Quoted passage ->
(begin)
Inference Pipeline
The Inference Pipeline interface is made for streaming and is likely the best route to go for real time use cases. It is an asynchronous interface that can consume many different video sources including local devices (like webcams), RTSP video streams, video files, etc. With this interface, you define the source of a video stream and sinks.
Now, since version v0.9.18
InferencePipeline
supports multiple sources of video at the same time!
Quickstart¶
First, install Inference:
Info
Prior to installation, you may want to configure a python virtual environment to isolate dependencies of inference.
To install Inference via pip:
pip install inference
If you have an NVIDIA GPU, you can accelerate your inference with:
pip install inference-gpu
Next, create an Inference Pipeline:
# import the InferencePipeline interface
from inference import InferencePipeline
# import a built-in sink called render_boxes (sinks are the logic that happens after inference)
from inference.core.interfaces.stream.sinks import render_boxes
api_key = "YOUR_ROBOFLOW_API_KEY"
# create an inference pipeline object
pipeline = InferencePipeline.init(
model_id="yolov8x-1280", # set the model id to a yolov8x model with in put size 1280
video_reference="https://storage.googleapis.com/com-roboflow-marketing/inference/people-walking.mp4", # set the video reference (source of video), it can be a link/path to a video file, an RTSP stream url, or an integer representing a device id (usually 0 for built in webcams)
on_prediction=render_boxes, # tell the pipeline object what to do with each set of inference by passing a function
api_key=api_key, # provide your roboflow api key for loading models from the roboflow api
)
# start the pipeline
pipeline.start()
# wait for the pipeline to finish
pipeline.join()
Let's break down the example line by line:
pipeline = InferencePipeline.init(...)
Here, we are calling a class method of InferencePipeline.
model_id="yolov8x-1280"
We set the model ID to a YOLOv8x model pre-trained on COCO with input resolution 1280x1280
.
video_reference="https://storage.googleapis.com/com-roboflow-marketing/inference/people-walking.mp4"
We set the video reference to a URL. Later we will show the various values that can be used as a video reference.
(end)
Information given ->
(begin)
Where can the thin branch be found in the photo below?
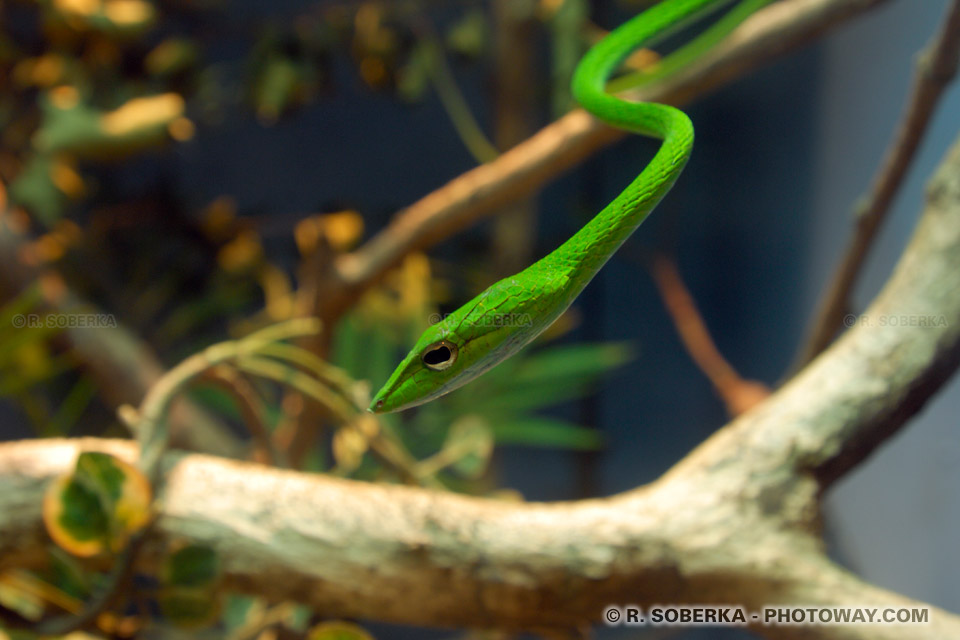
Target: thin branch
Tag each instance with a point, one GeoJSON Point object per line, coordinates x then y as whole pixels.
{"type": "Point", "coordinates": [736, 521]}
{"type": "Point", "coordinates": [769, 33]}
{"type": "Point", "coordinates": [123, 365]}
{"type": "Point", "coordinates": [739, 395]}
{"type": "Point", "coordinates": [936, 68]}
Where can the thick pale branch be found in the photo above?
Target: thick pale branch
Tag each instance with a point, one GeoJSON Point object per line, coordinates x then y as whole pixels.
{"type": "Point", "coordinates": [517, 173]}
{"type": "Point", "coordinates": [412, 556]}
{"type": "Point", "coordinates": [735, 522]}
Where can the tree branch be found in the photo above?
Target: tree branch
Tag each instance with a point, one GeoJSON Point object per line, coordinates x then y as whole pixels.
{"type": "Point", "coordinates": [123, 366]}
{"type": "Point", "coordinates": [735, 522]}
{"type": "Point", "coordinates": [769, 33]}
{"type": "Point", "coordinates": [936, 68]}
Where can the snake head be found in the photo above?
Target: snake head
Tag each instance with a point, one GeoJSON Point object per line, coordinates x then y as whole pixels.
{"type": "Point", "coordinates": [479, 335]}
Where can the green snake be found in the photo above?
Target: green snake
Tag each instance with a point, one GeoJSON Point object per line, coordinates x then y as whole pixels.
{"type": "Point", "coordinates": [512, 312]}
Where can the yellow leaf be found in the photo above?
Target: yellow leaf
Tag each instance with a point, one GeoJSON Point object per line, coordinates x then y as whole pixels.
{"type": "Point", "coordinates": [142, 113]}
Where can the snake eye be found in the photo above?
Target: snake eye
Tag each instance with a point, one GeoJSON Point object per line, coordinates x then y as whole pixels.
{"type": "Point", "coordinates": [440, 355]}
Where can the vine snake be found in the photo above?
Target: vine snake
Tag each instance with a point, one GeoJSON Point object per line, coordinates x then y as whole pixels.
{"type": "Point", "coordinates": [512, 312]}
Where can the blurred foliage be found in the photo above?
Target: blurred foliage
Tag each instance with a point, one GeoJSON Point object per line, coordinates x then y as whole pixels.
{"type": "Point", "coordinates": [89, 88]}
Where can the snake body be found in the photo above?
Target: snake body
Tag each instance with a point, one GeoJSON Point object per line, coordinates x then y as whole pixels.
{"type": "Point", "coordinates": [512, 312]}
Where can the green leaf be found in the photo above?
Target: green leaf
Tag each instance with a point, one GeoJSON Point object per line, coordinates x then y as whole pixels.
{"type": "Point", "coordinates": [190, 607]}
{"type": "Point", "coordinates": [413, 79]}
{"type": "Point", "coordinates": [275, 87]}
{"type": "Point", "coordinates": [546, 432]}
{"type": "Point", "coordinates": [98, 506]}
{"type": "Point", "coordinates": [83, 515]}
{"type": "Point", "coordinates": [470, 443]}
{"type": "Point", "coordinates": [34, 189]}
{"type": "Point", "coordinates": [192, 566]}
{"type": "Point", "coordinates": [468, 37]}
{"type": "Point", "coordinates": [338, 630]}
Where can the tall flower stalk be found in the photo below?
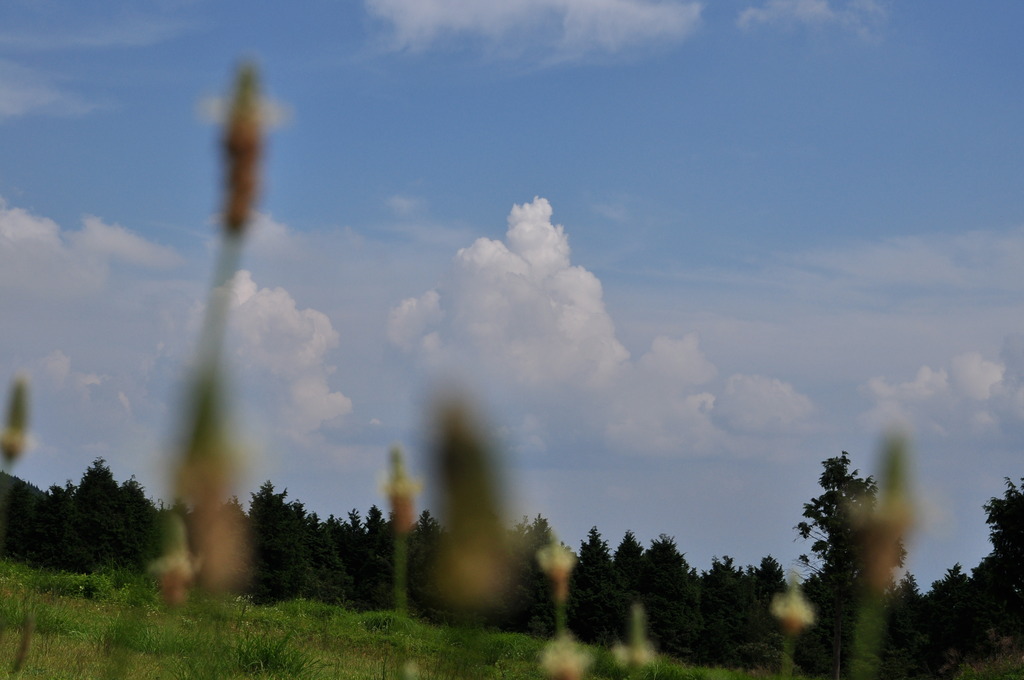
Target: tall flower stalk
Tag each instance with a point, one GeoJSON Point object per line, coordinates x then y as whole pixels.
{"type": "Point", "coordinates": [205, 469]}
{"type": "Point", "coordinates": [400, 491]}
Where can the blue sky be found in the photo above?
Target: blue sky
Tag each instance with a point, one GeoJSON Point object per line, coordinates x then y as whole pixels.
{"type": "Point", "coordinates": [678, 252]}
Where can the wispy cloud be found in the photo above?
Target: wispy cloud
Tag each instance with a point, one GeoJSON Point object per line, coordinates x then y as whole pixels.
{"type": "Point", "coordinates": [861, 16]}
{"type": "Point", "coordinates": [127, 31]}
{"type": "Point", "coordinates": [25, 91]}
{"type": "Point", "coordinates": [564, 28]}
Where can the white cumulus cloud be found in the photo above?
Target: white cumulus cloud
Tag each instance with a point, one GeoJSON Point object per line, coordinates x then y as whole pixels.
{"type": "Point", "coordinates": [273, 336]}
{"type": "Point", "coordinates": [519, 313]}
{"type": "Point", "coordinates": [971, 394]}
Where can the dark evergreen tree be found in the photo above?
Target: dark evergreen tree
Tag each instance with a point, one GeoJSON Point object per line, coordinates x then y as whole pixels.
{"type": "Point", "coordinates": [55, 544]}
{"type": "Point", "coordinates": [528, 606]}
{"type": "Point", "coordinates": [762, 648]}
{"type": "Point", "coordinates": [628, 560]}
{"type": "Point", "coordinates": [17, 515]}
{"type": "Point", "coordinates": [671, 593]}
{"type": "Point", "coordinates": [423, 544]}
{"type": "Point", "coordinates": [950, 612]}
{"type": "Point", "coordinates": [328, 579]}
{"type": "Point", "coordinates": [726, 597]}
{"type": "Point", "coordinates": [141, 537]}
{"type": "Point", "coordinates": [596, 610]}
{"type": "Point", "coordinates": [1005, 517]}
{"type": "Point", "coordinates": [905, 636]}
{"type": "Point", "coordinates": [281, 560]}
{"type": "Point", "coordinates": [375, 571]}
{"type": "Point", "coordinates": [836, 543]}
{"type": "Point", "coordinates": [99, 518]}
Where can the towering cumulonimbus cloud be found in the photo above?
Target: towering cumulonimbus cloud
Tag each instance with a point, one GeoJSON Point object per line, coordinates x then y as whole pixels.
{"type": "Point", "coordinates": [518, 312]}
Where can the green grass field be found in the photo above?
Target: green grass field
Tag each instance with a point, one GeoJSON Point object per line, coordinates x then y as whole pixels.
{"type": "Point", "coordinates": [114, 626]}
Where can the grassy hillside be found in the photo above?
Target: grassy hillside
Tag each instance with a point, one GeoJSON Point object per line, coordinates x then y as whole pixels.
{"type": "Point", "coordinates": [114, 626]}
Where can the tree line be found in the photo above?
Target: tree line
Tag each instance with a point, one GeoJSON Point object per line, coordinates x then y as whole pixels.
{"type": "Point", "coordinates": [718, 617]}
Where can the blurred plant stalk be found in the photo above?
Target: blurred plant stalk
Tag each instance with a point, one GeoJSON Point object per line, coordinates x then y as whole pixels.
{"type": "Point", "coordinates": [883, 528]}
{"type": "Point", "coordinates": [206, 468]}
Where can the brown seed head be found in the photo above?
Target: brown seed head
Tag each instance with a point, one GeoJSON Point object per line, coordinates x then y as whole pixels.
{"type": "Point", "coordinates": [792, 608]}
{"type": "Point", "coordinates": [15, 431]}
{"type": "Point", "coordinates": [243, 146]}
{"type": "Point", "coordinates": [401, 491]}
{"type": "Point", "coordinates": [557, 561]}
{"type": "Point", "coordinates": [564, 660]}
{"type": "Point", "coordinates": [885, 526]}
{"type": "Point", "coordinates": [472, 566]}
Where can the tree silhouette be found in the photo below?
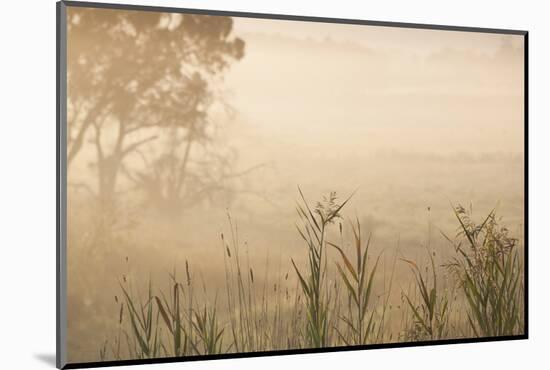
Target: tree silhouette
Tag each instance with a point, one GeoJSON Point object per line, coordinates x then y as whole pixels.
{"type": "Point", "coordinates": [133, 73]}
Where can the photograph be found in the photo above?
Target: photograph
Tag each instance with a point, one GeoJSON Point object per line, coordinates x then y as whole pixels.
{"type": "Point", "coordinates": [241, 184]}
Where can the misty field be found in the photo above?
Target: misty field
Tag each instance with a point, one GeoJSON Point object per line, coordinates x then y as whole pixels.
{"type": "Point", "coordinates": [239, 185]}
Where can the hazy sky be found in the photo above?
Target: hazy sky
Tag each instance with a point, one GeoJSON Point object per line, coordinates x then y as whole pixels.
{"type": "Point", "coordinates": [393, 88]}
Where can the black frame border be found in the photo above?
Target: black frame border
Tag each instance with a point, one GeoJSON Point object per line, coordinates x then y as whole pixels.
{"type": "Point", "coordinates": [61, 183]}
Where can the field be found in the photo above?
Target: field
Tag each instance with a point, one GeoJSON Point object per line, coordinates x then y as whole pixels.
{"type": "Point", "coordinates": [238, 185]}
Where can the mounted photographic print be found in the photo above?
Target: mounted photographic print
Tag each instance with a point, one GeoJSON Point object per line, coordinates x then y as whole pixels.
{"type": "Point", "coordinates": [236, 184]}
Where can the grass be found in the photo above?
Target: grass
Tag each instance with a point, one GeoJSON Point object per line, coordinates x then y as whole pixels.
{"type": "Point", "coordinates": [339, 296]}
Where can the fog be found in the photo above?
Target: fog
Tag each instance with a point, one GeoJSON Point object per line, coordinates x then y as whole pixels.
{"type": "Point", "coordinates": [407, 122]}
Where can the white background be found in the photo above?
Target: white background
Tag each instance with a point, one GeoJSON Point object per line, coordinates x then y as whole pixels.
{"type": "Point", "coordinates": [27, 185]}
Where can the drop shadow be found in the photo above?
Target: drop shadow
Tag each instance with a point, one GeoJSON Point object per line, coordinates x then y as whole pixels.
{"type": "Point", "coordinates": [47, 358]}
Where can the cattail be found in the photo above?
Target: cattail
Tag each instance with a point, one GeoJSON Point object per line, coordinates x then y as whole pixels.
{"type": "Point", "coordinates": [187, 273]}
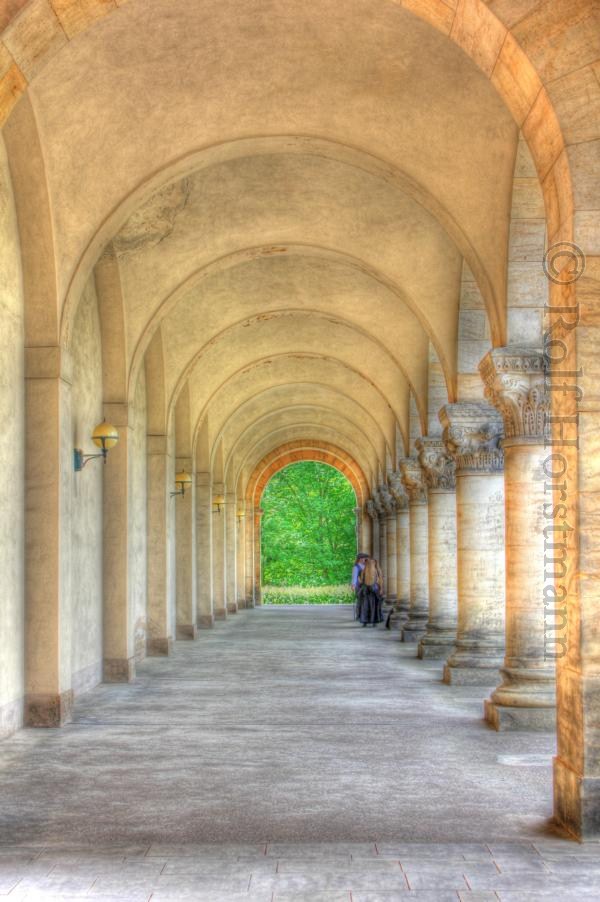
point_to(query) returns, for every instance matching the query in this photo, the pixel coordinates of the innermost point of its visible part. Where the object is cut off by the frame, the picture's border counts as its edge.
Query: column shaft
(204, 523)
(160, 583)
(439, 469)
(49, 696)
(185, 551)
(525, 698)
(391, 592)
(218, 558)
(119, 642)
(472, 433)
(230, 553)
(end)
Jobs ->
1/ Return the passage of the Inference Pipeline page from "Let's break down" up to and including "a video reference.", copied word for word.
2/ Rewrite the entries from the line with "Where can the grass be" up to and including the last line of the entries as a Markdown table with the columns "Row" (the row number) and "Text" (the line). Skip blank lines and leave the pictures out.

Results for the exercise ->
1/
Let's break down the example line by line:
pipeline = InferencePipeline.init(...)
Here, we are calling a class method of InferencePipeline.
model_id="yolov8x-1280"
We set the model ID to a YOLOv8x model pre-trained on COCO with input resolution 1280x1280
.
video_reference="https://storage.googleapis.com/com-roboflow-marketing/inference/people-walking.mp4"
We set the video reference to a URL. Later we will show the various values that can be used as a video reference.

2/
| Row | Text |
|---|---|
| 1 | Where can the grass be found in the photo above? |
| 2 | Target: grass |
| 3 | Tag each instance with a point, one GeoJSON Point object per line, coordinates x then y as whole pixels. |
| 4 | {"type": "Point", "coordinates": [339, 296]} |
| 5 | Where can the fog be found in the photo above? |
| 6 | Target: fog |
| 7 | Tag each instance with a point, one GeoJSON Point object per line, coordinates x then y as whole pixels. |
| 8 | {"type": "Point", "coordinates": [407, 122]} |
| 9 | Where can the white background be found in the photo above? |
| 10 | Target: white background |
| 11 | Tag each instance with a point, one GeoJSON Point object per line, coordinates x then y as whole pixels. |
| 12 | {"type": "Point", "coordinates": [27, 185]} |
| 13 | Where can the drop shadow be found in the photo above? |
| 14 | Target: drop shadow |
| 15 | Tag each instance with a point, one GeoJSON Point object per line, coordinates x then y as whole pixels. |
| 16 | {"type": "Point", "coordinates": [47, 358]} |
| 17 | Where can the cattail be found in the photo above? |
| 18 | Target: cattail |
| 19 | Tag each instance with a point, one GeoJSON Point object per line, coordinates x then y as whole pixels. |
| 20 | {"type": "Point", "coordinates": [187, 273]} |
| 21 | point_to(query) returns, for every instance matching the query in this photo, the pixel coordinates of the innermost point of its visible part. Where the object is cut off by the frame, the picture's border counts as its edge. |
| 22 | Query: column shaft |
| 23 | (204, 523) |
| 24 | (160, 583) |
| 25 | (439, 469) |
| 26 | (49, 696) |
| 27 | (185, 551) |
| 28 | (525, 698) |
| 29 | (391, 592) |
| 30 | (218, 558) |
| 31 | (119, 642) |
| 32 | (472, 433) |
| 33 | (230, 553) |